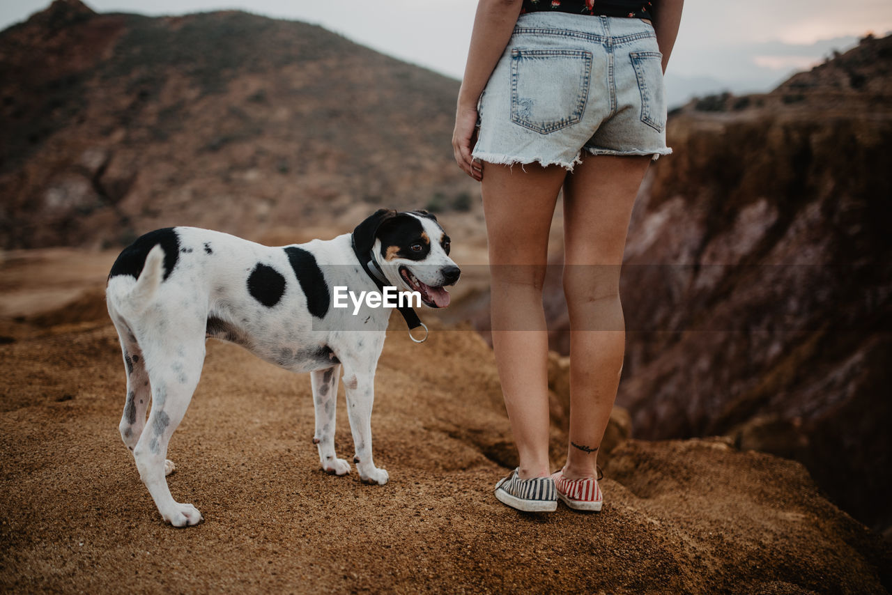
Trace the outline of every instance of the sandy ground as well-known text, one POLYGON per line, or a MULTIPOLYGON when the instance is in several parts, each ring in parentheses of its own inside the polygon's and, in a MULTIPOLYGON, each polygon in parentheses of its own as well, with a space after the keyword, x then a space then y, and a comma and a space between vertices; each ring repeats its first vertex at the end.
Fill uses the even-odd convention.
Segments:
MULTIPOLYGON (((211 342, 169 453, 174 497, 205 520, 171 528, 118 435, 124 369, 101 300, 113 256, 9 256, 0 268, 5 591, 882 593, 892 585, 888 546, 830 504, 800 465, 721 439, 622 443, 606 465, 599 514, 506 508, 491 494, 511 448, 491 351, 469 330, 437 326, 414 345, 398 317, 372 419, 387 485, 319 468, 308 376, 211 342), (70 290, 62 304, 46 298, 53 287, 70 290), (44 296, 31 311, 29 292, 44 296)), ((349 459, 343 387, 339 409, 336 444, 349 459)))

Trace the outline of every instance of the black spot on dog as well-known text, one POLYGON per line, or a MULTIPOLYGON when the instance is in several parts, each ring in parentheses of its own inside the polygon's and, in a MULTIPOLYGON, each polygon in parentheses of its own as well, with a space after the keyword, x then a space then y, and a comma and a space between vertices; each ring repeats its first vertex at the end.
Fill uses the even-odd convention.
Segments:
POLYGON ((381 257, 384 260, 424 260, 431 252, 431 240, 421 221, 408 213, 400 213, 382 223, 377 237, 381 240, 381 257))
POLYGON ((136 398, 136 394, 130 391, 127 393, 127 402, 124 403, 124 416, 127 417, 127 423, 133 426, 136 423, 136 405, 134 400, 136 398))
POLYGON ((421 215, 422 217, 429 219, 431 219, 433 221, 436 221, 437 220, 437 216, 436 215, 434 215, 434 213, 430 212, 429 211, 425 211, 424 209, 417 209, 416 211, 409 211, 409 212, 414 213, 416 215, 421 215))
POLYGON ((267 308, 272 308, 285 293, 285 277, 272 267, 258 262, 248 277, 248 293, 267 308))
POLYGON ((227 322, 215 316, 208 318, 207 325, 204 328, 205 336, 221 341, 228 341, 243 347, 247 347, 250 342, 244 333, 231 322, 227 322))
POLYGON ((330 302, 328 285, 322 269, 316 262, 316 257, 296 246, 288 246, 285 252, 288 255, 288 261, 294 269, 294 277, 301 284, 301 289, 307 296, 307 310, 317 318, 325 317, 330 302))
POLYGON ((124 248, 118 255, 118 259, 112 265, 109 278, 119 275, 129 275, 135 279, 139 278, 139 274, 145 266, 145 257, 148 256, 149 251, 158 244, 161 244, 164 251, 164 280, 167 280, 179 259, 179 237, 174 227, 155 229, 136 238, 136 242, 124 248))

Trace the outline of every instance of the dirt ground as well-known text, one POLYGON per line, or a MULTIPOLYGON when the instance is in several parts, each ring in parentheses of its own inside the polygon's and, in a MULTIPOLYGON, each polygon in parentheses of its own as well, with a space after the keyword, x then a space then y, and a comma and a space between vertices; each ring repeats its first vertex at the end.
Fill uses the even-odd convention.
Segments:
MULTIPOLYGON (((472 331, 439 326, 414 345, 399 317, 372 419, 376 462, 390 483, 319 468, 309 376, 211 342, 169 452, 174 497, 205 520, 169 527, 118 435, 124 369, 101 293, 112 258, 40 251, 6 254, 0 265, 4 591, 892 586, 888 547, 829 503, 800 465, 723 439, 623 442, 606 465, 599 514, 503 506, 491 489, 508 472, 510 442, 491 351, 472 331)), ((342 387, 336 444, 350 459, 343 408, 342 387)))

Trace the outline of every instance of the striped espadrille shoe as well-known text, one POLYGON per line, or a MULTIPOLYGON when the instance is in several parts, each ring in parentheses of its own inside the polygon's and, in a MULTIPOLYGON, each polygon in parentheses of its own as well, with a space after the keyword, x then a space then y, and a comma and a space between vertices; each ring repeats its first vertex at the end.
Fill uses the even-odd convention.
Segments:
POLYGON ((521 479, 517 469, 496 483, 496 498, 524 512, 553 512, 558 509, 558 492, 550 477, 521 479))
POLYGON ((563 471, 558 471, 551 475, 551 479, 554 480, 558 497, 571 508, 595 512, 601 509, 604 494, 601 493, 598 480, 594 477, 567 479, 564 476, 563 471))

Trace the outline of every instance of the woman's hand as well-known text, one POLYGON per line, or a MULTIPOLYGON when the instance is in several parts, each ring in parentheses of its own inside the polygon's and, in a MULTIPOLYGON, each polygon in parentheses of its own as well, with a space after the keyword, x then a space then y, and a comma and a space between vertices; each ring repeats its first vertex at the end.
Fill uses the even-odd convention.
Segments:
POLYGON ((483 164, 471 156, 477 126, 477 100, 511 38, 522 5, 523 0, 480 0, 474 18, 467 63, 458 89, 452 152, 458 167, 478 182, 483 178, 483 164))
POLYGON ((480 161, 471 156, 476 126, 477 108, 459 104, 455 113, 455 129, 452 131, 452 153, 458 167, 479 182, 483 178, 483 168, 480 161))

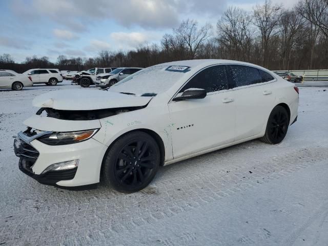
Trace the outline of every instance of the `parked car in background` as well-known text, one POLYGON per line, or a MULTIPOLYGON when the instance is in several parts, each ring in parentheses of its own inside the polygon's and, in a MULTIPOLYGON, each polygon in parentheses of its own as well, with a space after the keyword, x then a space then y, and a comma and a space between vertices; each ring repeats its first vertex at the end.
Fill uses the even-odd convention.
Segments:
POLYGON ((68 71, 66 73, 63 74, 63 78, 67 80, 73 80, 75 77, 75 74, 78 73, 78 71, 68 71))
POLYGON ((38 96, 33 105, 40 109, 24 121, 14 151, 19 169, 40 183, 80 186, 101 175, 133 192, 160 166, 256 138, 279 144, 296 121, 298 101, 297 87, 254 64, 167 63, 107 90, 38 96))
POLYGON ((274 72, 276 74, 281 77, 282 78, 291 82, 299 83, 303 80, 302 76, 297 75, 293 73, 290 73, 289 72, 275 71, 274 72))
POLYGON ((33 84, 45 84, 47 86, 55 86, 63 82, 63 76, 56 69, 30 69, 23 73, 31 76, 33 84))
POLYGON ((30 76, 20 74, 16 72, 0 70, 0 89, 11 89, 15 91, 20 91, 24 87, 33 86, 32 78, 30 76))
POLYGON ((119 81, 141 69, 143 68, 118 68, 112 71, 111 73, 99 74, 97 76, 95 83, 96 86, 102 88, 110 87, 119 81))
POLYGON ((76 78, 76 83, 79 84, 82 87, 89 87, 91 85, 94 85, 96 76, 98 74, 105 73, 110 73, 117 68, 95 68, 86 71, 82 71, 79 74, 79 77, 76 78))

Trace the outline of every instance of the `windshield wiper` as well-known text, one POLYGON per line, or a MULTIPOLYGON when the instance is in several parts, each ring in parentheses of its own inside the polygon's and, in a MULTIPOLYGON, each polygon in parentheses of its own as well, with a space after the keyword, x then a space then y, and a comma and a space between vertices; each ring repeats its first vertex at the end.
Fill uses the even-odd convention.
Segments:
POLYGON ((141 96, 155 96, 157 94, 156 93, 148 92, 147 93, 144 93, 141 95, 141 96))
POLYGON ((131 93, 130 92, 120 92, 121 94, 126 94, 127 95, 135 95, 134 93, 131 93))

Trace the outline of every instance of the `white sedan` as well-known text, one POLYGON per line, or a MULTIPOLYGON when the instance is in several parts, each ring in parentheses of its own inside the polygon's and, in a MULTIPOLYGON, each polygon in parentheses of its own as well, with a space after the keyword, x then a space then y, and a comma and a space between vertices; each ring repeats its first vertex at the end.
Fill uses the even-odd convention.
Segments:
POLYGON ((20 91, 24 87, 30 86, 33 86, 31 76, 16 73, 14 71, 0 70, 0 89, 20 91))
POLYGON ((160 166, 255 138, 279 144, 296 121, 298 90, 253 64, 184 60, 107 90, 49 92, 33 105, 40 109, 14 141, 21 171, 61 187, 102 177, 132 192, 160 166))

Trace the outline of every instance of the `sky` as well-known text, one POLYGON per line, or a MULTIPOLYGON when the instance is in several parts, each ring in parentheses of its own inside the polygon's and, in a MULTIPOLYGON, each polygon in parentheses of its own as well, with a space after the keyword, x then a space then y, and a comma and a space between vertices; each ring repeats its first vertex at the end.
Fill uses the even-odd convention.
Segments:
MULTIPOLYGON (((292 8, 297 0, 272 0, 292 8)), ((94 57, 159 44, 183 20, 215 27, 229 6, 252 10, 264 0, 0 0, 0 54, 94 57)), ((215 28, 213 33, 215 34, 215 28)))

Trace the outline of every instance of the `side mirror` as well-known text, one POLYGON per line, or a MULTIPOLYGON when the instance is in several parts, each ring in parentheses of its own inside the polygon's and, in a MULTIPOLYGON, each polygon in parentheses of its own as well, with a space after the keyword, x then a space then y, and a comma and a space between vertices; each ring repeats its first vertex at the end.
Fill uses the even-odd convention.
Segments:
POLYGON ((203 89, 190 88, 186 90, 181 96, 173 98, 174 101, 189 99, 202 99, 206 96, 206 91, 203 89))

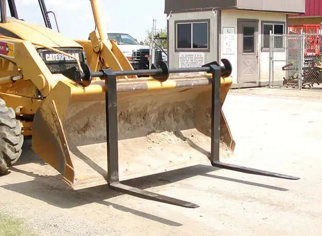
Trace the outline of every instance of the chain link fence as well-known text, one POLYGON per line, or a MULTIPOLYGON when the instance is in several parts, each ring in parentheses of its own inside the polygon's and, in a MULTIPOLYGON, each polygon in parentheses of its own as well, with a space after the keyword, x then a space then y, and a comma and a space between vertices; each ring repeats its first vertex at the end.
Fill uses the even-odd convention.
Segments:
POLYGON ((322 34, 271 34, 271 88, 322 89, 322 34))

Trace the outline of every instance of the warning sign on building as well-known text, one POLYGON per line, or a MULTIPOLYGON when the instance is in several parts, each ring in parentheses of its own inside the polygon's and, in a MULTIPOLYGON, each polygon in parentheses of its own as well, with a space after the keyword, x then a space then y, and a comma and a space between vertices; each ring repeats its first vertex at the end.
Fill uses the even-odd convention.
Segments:
POLYGON ((0 55, 14 58, 14 44, 7 42, 0 41, 0 55))

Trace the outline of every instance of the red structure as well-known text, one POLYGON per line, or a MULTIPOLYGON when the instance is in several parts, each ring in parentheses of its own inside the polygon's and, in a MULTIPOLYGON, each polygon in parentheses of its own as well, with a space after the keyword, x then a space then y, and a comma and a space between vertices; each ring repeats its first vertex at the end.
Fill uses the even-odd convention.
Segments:
MULTIPOLYGON (((322 33, 321 25, 301 25, 288 27, 289 34, 299 34, 301 31, 305 34, 322 33)), ((305 56, 318 56, 321 53, 322 41, 320 35, 307 34, 305 36, 305 56)))
POLYGON ((305 13, 297 15, 289 15, 290 18, 293 17, 321 16, 322 16, 322 1, 306 0, 305 13))

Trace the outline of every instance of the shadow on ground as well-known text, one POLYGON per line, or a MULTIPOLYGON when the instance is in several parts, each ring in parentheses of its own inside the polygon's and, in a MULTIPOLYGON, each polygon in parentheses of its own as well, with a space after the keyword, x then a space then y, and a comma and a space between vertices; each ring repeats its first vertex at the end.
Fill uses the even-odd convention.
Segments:
MULTIPOLYGON (((22 156, 16 165, 11 168, 11 171, 32 177, 34 178, 34 180, 23 183, 4 185, 0 187, 41 200, 49 204, 62 208, 71 208, 95 202, 106 206, 112 206, 119 210, 130 212, 138 216, 165 224, 174 226, 182 225, 177 222, 106 201, 112 198, 122 195, 123 193, 109 189, 108 186, 106 185, 74 191, 62 182, 61 176, 60 175, 42 175, 35 173, 33 172, 24 170, 21 168, 20 168, 20 166, 25 165, 28 163, 36 163, 40 165, 47 165, 42 159, 33 153, 31 148, 28 146, 28 142, 26 142, 24 148, 25 150, 27 151, 24 151, 24 155, 22 156), (26 158, 27 156, 27 158, 26 158)), ((33 167, 33 169, 34 169, 34 168, 33 167)), ((186 179, 200 175, 258 187, 266 188, 274 190, 288 190, 287 189, 276 186, 208 173, 218 169, 218 168, 214 168, 210 166, 210 164, 209 166, 197 165, 175 170, 128 180, 122 181, 121 183, 140 189, 147 189, 165 184, 171 184, 186 179)), ((182 196, 183 198, 186 196, 183 194, 182 196)), ((182 198, 182 200, 189 201, 188 197, 186 199, 182 198)), ((198 204, 198 203, 196 203, 198 204)))

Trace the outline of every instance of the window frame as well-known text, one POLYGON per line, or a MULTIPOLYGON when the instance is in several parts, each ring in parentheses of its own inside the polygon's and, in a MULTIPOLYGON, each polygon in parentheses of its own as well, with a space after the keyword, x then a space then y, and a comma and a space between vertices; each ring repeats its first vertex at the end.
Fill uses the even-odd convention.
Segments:
POLYGON ((177 52, 209 52, 210 51, 210 19, 188 19, 185 21, 174 21, 174 51, 177 52), (192 47, 193 40, 193 31, 192 31, 193 23, 207 23, 207 48, 178 48, 177 42, 177 25, 180 24, 190 24, 191 26, 191 47, 192 47))
MULTIPOLYGON (((282 25, 283 26, 283 34, 285 34, 285 22, 277 22, 277 21, 262 21, 261 22, 261 51, 263 52, 269 52, 270 51, 270 48, 264 47, 264 25, 271 25, 273 26, 273 32, 272 33, 274 34, 274 25, 282 25)), ((283 45, 281 48, 276 48, 274 49, 274 52, 283 52, 285 51, 285 45, 283 45)))

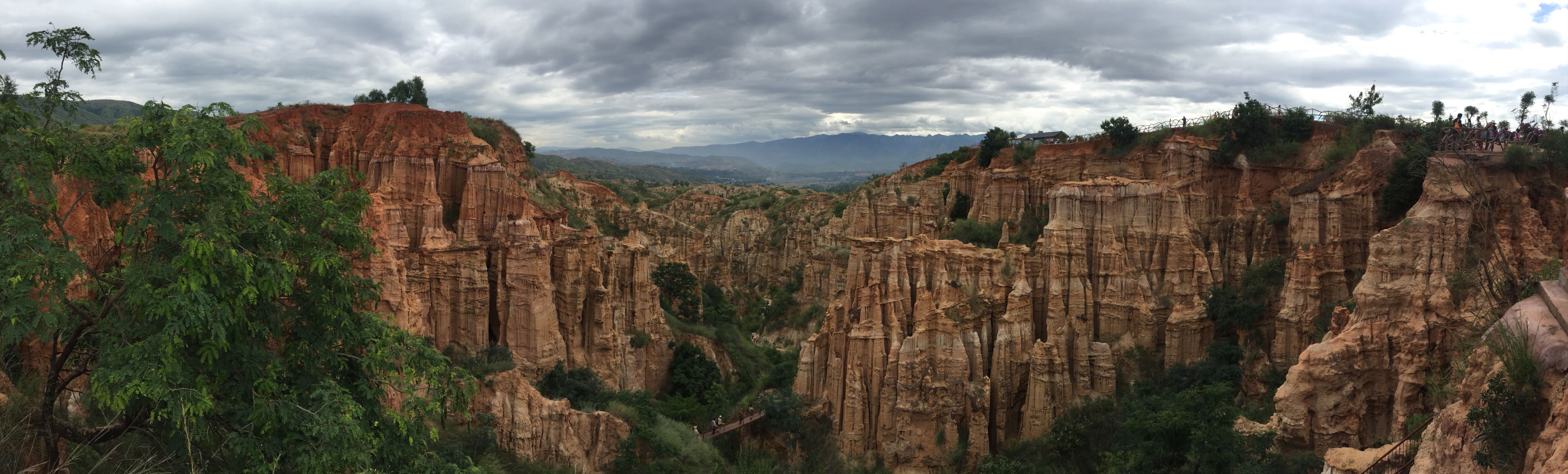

──────────

_WHAT THE TASK ASKS_: Reproduce the entries from the beginning through the line containing "MULTIPOLYGON (((211 342, 169", inclusive, with "even-odd" swapped for "nonzero" and everything else unchanged. Omit the pictures.

_CORRECT RESULT_:
Trace the outline of every instance of the sandy ground as well-known text, one POLYGON per line, or a MULTIPOLYGON when the instance is in several parts, each ring in parentheses of its own inside the polygon's and, in a MULTIPOLYGON, each polygon in parentheses of its own as well, with a space after the keyword, x then a space then y, and a comma and a space between vertices; each ring repeats its first vertex at the end.
Fill uses the nonzero convention.
Segments:
MULTIPOLYGON (((211 342, 169 453, 174 497, 205 520, 171 528, 118 435, 124 369, 101 300, 113 256, 9 256, 0 268, 5 591, 882 593, 892 585, 888 546, 830 504, 800 465, 721 439, 622 443, 606 465, 599 514, 506 508, 491 494, 511 448, 491 351, 469 330, 437 326, 414 345, 398 317, 372 419, 387 485, 319 468, 308 376, 211 342), (70 290, 62 304, 46 298, 53 287, 70 290), (44 296, 31 311, 29 292, 44 296)), ((349 459, 343 387, 339 409, 336 444, 349 459)))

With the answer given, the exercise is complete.